» Objetivo 1
Repita sem nenhuma alteração as linhas de dados desde a linha que contém "Where can the concrete walkway" até a linha que contém "Where can the screened", incluindo as duas.

» Texto exibido

======

As eleições no Equador, marcadas para 7 de fevereiro de 2021, podem constituir uma contribuição para fortalecer a virada regional para a retomada dos rumos populares da política regional e, também, dos processos de integração latino-americana-caribenha. Os esforços em ambas as direções foram prejudicados nos últimos anos por um número significativo de governos de direita em nosso subcontinente, com o apoio dos Estados Unidos. Mas nossa região mais uma vez surpreende, pela luta e organização popular, com o fortalecimento de buscas que muitos já entendiam como moribundas.
O processo que a Bolívia viveu recentemente para reverter o golpe de 2019, pela primeira vez desde que começou na região aquela modalidade denominada por alguns de “golpes suaves”, foi decisivo neste sentido, tanto pelo seu peso político quanto simbólico. A problemática política equatoriana tem algumas relações com os processos bolivianos (Novo Constitucionalismo, protagonismo indígena, polêmica entre o desenvolvimentismo e a proposta do Bem Viver, etc.), embora também tenha claras diferenças. Mas o possível triunfo de qualquer uma das expressões do que podemos chamar de “esquerda” no Equador, pode dar continuidade e consolidação a essa recomposição regional de forças que vivemos. Esse panorama que abre possibilidades de governo a forças reconhecidas no campo popular tem diferentes elementos explicativos, mas um deles é, sem dúvida, a luta popular de outubro de 2019, que foi liderada principalmente pelo movimento indígena, como já aconteceu repetidamente na história deste belo e sofrido país.

======

» Conjunto de linhas
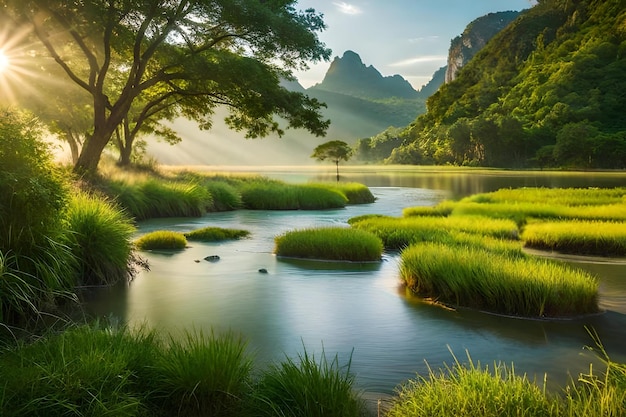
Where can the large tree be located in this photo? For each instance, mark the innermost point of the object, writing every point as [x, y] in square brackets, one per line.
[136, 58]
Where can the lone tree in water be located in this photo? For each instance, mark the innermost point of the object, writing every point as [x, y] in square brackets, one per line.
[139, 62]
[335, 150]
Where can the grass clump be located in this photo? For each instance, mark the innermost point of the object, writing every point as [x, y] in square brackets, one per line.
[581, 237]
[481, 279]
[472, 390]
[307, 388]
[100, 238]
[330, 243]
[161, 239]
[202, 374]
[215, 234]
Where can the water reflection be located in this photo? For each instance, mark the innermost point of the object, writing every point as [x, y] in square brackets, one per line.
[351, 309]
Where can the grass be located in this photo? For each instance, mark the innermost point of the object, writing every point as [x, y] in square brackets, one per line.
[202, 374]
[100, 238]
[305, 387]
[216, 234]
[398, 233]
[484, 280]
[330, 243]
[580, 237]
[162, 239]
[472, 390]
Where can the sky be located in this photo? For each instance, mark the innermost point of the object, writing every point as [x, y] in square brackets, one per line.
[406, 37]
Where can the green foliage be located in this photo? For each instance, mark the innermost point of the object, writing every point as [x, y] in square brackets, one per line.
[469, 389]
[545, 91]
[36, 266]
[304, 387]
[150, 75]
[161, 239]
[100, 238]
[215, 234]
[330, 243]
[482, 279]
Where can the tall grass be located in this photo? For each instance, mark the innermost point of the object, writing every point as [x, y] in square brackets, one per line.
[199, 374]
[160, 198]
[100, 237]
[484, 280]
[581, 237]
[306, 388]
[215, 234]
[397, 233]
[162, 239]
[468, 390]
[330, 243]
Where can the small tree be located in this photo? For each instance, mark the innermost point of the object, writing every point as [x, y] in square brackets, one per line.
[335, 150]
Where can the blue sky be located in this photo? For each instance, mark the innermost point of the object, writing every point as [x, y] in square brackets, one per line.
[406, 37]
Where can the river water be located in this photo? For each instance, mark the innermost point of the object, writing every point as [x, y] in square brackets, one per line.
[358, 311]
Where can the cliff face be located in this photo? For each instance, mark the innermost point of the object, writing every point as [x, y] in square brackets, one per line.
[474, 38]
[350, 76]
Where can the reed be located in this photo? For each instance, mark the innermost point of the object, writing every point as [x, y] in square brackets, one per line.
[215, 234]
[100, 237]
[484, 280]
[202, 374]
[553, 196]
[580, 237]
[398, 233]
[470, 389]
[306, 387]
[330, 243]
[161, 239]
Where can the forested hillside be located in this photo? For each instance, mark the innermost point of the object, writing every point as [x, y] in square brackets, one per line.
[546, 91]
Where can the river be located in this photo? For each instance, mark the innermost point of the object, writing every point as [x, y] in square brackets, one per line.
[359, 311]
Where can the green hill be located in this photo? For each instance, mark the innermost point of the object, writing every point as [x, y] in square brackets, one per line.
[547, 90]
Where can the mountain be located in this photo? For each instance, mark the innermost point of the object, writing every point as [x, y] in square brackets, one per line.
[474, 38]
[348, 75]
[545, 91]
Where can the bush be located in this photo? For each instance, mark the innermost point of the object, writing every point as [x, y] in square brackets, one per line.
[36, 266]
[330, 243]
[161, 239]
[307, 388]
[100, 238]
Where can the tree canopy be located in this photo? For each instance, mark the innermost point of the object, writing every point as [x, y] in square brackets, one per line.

======

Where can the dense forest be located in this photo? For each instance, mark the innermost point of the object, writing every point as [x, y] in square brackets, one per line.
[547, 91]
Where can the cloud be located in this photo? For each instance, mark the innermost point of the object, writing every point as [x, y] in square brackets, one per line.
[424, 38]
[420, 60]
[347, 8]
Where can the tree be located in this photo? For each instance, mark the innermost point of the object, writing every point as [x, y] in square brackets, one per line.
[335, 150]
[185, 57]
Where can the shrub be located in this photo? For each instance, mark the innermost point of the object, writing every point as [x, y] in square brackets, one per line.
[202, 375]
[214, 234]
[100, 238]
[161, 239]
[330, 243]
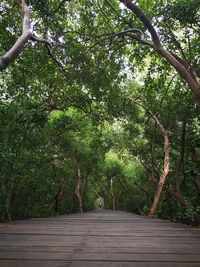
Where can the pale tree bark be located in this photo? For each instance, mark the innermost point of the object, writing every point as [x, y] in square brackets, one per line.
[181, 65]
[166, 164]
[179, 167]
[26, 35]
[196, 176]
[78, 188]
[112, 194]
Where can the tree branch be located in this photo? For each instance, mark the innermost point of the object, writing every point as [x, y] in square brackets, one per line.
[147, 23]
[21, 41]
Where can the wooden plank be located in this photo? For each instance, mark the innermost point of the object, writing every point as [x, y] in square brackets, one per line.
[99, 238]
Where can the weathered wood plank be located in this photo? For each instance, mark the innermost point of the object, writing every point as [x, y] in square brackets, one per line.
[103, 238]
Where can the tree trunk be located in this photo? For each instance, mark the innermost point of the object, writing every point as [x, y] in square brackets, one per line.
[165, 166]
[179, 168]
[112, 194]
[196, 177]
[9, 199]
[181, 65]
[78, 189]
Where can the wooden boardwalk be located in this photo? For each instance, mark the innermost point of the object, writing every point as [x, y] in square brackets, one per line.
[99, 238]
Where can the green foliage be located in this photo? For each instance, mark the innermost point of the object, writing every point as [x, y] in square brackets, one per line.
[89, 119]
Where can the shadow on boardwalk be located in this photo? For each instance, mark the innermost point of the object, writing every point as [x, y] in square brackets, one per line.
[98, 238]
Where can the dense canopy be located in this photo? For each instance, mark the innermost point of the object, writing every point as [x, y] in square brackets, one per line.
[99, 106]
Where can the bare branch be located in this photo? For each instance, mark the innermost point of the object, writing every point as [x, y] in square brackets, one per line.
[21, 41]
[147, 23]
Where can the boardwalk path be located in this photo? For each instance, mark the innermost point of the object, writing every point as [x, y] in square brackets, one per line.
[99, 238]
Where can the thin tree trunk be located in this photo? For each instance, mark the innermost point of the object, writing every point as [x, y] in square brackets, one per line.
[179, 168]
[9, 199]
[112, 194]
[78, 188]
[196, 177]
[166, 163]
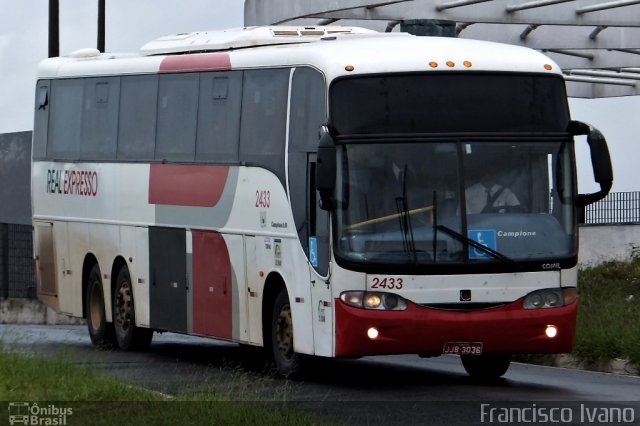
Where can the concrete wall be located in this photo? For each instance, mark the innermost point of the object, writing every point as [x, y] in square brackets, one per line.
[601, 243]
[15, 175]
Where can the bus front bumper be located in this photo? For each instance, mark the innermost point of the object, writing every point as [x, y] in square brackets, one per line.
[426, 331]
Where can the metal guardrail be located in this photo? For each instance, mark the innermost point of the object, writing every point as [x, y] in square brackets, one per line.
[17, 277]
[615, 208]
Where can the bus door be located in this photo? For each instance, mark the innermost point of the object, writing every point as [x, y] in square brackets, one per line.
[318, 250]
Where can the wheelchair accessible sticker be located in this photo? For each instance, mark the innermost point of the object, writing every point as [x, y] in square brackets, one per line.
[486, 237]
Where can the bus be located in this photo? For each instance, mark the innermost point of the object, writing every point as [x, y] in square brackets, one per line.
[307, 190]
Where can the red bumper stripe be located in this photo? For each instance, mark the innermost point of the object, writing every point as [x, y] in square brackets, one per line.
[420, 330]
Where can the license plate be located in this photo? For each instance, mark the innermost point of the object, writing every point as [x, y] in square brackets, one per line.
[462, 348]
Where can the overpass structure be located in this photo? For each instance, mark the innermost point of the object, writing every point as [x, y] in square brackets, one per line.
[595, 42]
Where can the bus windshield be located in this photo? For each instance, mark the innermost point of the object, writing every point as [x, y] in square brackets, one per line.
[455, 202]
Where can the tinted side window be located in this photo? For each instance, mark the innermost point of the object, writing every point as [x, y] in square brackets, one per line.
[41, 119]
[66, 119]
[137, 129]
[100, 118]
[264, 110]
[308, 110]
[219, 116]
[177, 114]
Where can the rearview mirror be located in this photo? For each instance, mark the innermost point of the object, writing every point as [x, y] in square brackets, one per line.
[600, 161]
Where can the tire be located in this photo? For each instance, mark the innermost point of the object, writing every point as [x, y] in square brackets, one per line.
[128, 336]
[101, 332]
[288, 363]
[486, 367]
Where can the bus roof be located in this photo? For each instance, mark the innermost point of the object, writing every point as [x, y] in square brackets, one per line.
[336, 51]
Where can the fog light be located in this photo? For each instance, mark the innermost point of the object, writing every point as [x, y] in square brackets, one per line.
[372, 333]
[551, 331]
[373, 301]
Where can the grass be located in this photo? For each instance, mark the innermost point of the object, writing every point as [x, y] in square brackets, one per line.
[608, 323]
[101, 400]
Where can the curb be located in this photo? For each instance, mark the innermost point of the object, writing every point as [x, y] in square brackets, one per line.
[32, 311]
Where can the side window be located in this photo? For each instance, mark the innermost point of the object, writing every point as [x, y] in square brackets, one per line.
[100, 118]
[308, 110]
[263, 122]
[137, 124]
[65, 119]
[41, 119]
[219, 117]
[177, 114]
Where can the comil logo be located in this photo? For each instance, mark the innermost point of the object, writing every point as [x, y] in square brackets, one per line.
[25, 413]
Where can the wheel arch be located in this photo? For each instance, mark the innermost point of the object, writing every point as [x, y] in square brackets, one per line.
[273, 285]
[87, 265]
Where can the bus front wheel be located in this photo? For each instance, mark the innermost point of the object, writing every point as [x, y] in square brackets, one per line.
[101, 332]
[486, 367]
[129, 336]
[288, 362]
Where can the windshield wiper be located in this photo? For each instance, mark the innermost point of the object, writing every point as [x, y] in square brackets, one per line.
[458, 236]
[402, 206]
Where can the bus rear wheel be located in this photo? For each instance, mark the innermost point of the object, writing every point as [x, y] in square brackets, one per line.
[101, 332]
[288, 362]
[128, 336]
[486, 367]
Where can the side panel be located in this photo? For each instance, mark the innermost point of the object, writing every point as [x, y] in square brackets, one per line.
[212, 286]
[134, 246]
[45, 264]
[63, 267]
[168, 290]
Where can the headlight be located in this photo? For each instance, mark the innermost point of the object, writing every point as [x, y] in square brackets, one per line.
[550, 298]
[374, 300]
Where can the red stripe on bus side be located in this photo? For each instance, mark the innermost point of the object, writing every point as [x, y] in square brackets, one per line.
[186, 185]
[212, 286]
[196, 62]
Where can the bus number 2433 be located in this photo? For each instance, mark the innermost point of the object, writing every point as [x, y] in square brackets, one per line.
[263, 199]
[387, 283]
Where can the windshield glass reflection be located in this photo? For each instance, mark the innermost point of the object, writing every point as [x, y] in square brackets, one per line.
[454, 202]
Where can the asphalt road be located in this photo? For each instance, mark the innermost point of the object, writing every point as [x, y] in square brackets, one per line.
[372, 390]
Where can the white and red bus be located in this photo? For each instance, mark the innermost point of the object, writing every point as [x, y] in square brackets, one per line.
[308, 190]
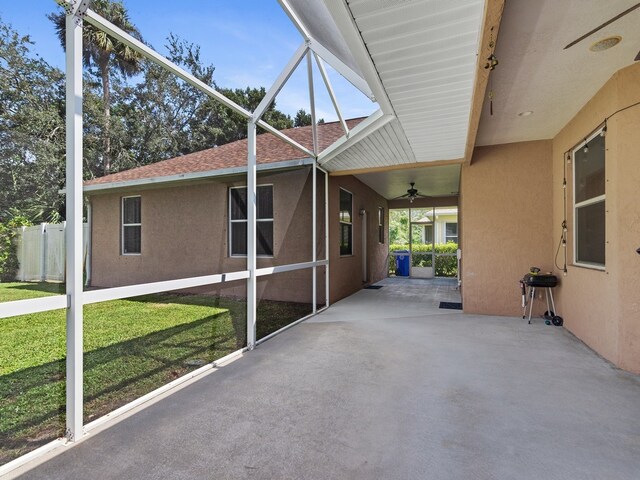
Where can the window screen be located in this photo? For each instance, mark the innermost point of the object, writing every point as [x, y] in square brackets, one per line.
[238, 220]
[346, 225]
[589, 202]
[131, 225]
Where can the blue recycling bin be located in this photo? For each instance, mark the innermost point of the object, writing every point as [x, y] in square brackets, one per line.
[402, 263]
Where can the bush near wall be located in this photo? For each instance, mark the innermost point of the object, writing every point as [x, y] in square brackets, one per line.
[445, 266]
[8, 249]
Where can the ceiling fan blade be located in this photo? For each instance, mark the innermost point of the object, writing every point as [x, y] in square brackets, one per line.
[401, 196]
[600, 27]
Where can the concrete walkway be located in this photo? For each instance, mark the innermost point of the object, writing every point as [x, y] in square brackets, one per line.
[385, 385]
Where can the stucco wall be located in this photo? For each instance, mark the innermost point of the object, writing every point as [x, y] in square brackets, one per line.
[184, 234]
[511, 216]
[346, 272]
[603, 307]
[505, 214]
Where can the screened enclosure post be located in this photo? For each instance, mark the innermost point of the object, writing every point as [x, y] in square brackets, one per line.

======

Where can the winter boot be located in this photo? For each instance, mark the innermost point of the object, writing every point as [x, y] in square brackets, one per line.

======

» Objetivo 2
Liste todos os países citados pelo nome no texto sobre as eleições no Equador.

» Resposta escrita 1
Where can the concrete walkway be located in this photo? For each instance, mark the innermost point of the object, writing every point as [x, y] in square brackets, one per line.
[385, 385]
Where can the stucco wall be located in this photo? For each instance, mark the innermost point of the object, writing every point as [x, y] in square brackets, one per line.
[184, 234]
[511, 216]
[346, 272]
[603, 307]
[505, 214]
Where can the screened enclosure post be located in this photo? For each instance, mark the innermost point of the object, writing every point as [x, y] in square brackets, one per line.

» Resposta escrita 2
Equador
Estados Unidos
Bolívia